### Passage to read
Thus it’s not a surprise that in many cases we already have and know some differential equations. They may be an approximate model, but we know this approximation is “true” in some sense. This is the jumping point for the universal differential equation. Instead of trying to make the entire differential equation be a neural network like object, since science is encoded in differential equations, it would be scientifically informative to actually learn the differential equation itself. But, in any scientific context we already know parts of the differential equation, so we might as well hard code that information as a form of prior structural information. This gives us the form of the universal differential equation:

$$u^\prime = f(u,U_\theta,t)$$

where $$U_\theta$$ is an arbitrary universal approximator, i.e. a finite parameter object that can represent “any possible function”. It just so happens that neural networks are universal approximators, but note that other forms, like Chebyshev polynomials, also have this property, but neural networks do well in high dimensions and on irregular grids (some properties we utilize in some of our other examples).

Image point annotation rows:

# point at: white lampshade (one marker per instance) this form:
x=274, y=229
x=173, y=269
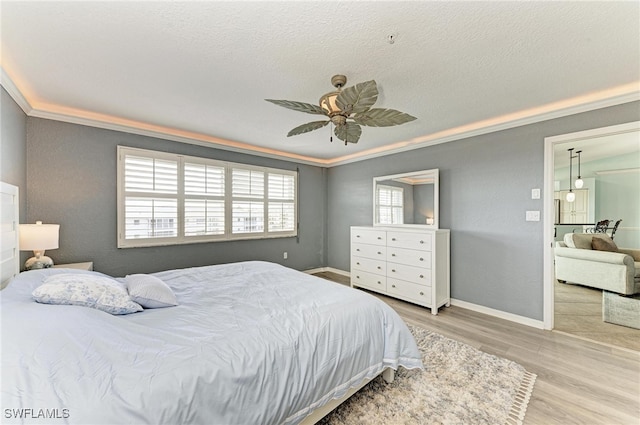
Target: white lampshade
x=571, y=197
x=38, y=238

### Task to carry out
In the passage on universal differential equations, what form other than neural networks is named as also being a universal approximator?

### Answer to this exercise
Chebyshev polynomials